» Your goal
Write out all of the entries exactly, please.

» Records from a point labeling set

========

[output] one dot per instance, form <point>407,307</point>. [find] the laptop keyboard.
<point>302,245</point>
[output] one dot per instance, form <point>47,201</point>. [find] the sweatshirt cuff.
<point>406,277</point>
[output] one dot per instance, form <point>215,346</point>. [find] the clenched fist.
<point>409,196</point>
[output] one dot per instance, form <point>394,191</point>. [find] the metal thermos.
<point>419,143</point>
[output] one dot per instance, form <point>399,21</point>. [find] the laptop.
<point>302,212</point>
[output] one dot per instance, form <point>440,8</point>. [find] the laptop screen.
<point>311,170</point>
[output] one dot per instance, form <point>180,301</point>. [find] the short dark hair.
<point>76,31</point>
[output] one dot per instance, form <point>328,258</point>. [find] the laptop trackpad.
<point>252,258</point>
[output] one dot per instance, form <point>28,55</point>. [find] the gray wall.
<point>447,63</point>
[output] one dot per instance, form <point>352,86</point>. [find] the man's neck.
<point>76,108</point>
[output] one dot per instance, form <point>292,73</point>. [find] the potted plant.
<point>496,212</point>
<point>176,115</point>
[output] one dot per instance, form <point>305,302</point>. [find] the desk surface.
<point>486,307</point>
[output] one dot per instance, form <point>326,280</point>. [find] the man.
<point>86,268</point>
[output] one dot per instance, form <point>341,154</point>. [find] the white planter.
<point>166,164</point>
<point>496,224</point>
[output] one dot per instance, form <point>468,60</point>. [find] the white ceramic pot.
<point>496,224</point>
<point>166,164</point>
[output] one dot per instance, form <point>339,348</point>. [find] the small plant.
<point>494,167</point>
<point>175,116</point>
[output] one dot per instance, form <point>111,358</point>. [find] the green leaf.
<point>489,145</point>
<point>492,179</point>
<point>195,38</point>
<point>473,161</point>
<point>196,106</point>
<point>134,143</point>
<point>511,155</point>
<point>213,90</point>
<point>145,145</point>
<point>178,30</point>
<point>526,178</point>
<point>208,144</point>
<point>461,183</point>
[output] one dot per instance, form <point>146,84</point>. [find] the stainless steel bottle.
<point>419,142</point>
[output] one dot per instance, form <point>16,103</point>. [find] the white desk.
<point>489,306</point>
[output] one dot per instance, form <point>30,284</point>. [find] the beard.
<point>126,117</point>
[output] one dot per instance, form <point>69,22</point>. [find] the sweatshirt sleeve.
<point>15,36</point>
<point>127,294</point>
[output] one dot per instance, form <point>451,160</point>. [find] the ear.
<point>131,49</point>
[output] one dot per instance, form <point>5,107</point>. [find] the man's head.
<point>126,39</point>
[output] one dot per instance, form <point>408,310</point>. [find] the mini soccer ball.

========

» Response to the exercise
[output] one dot per instance, form <point>407,307</point>. [find] the laptop keyboard.
<point>302,245</point>
[output] one dot per instance, form <point>47,201</point>. [find] the sweatshirt cuff.
<point>406,277</point>
[output] one dot per instance, form <point>215,346</point>. [find] the clenched fist.
<point>409,196</point>
[output] one dot per instance, form <point>394,191</point>. [find] the metal thermos.
<point>419,143</point>
[output] one dot per instance, form <point>399,21</point>. [find] the laptop.
<point>302,212</point>
[output] one dot per instance, form <point>440,8</point>. [find] the laptop screen.
<point>311,170</point>
[output] one dot per instance, form <point>180,301</point>. [find] the short dark hair.
<point>76,31</point>
[output] one dot per instance, form <point>328,258</point>. [find] the laptop trackpad.
<point>252,258</point>
[output] one dot per instance, form <point>28,55</point>. [find] the gray wall.
<point>447,63</point>
[output] one dot per instance, form <point>352,86</point>. [find] the man's neck.
<point>76,108</point>
[output] one dot per instance, form <point>292,73</point>. [find] the potted plant.
<point>496,212</point>
<point>176,115</point>
[output] one dot per instance, form <point>305,302</point>. [find] the desk surface.
<point>486,307</point>
[output] one dot per instance, form <point>326,280</point>. [find] the man.
<point>86,268</point>
[output] one dot per instance, form <point>341,154</point>. [find] the white planter.
<point>166,164</point>
<point>496,224</point>
[output] one dot per instance, form <point>468,60</point>. [find] the white ceramic pot.
<point>496,224</point>
<point>166,164</point>
[output] one dot per instance, form <point>339,348</point>. [find] the small plant.
<point>494,167</point>
<point>175,116</point>
[output] one dot per instance, form <point>111,358</point>. [find] the green leaf.
<point>489,145</point>
<point>492,179</point>
<point>195,38</point>
<point>473,161</point>
<point>196,106</point>
<point>134,143</point>
<point>511,155</point>
<point>213,90</point>
<point>145,145</point>
<point>178,30</point>
<point>526,178</point>
<point>208,144</point>
<point>461,183</point>
[output] one dot per instance, form <point>146,84</point>. [find] the stainless steel bottle.
<point>419,142</point>
[output] one dot per instance, form <point>16,103</point>. [find] the white desk.
<point>489,306</point>
[output] one dot per instance, form <point>30,284</point>. [find] the beard.
<point>126,117</point>
[output] one dot per instance, form <point>69,22</point>. [find] the sweatshirt sleeve.
<point>15,36</point>
<point>127,294</point>
[output] one dot per instance, form <point>451,160</point>. [find] the ear.
<point>131,49</point>
[output] one dot per instance, form <point>5,107</point>. [find] the man's head.
<point>126,39</point>
[output] one dot per instance, form <point>408,310</point>. [find] the mini soccer ball.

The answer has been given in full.